INPUT DATA:
○ ○ ○ ○ ○

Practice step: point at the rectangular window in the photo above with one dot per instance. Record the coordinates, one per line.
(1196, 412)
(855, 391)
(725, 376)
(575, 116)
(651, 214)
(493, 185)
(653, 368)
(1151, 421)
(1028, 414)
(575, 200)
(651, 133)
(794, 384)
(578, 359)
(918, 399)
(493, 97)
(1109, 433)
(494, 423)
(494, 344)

○ ○ ○ ○ ○

SET PROBLEM: Reproduce the material above verbatim, line for line, with no changes of any kind.

RESULT FOR THIS TASK:
Practice step: point at the rectangular window in the photo above with one dot per instance. Record the coordinates, one per line.
(1196, 412)
(855, 391)
(725, 376)
(575, 116)
(651, 214)
(493, 185)
(653, 368)
(1151, 421)
(1028, 414)
(575, 200)
(651, 133)
(794, 384)
(578, 359)
(918, 399)
(493, 97)
(1109, 433)
(494, 423)
(494, 344)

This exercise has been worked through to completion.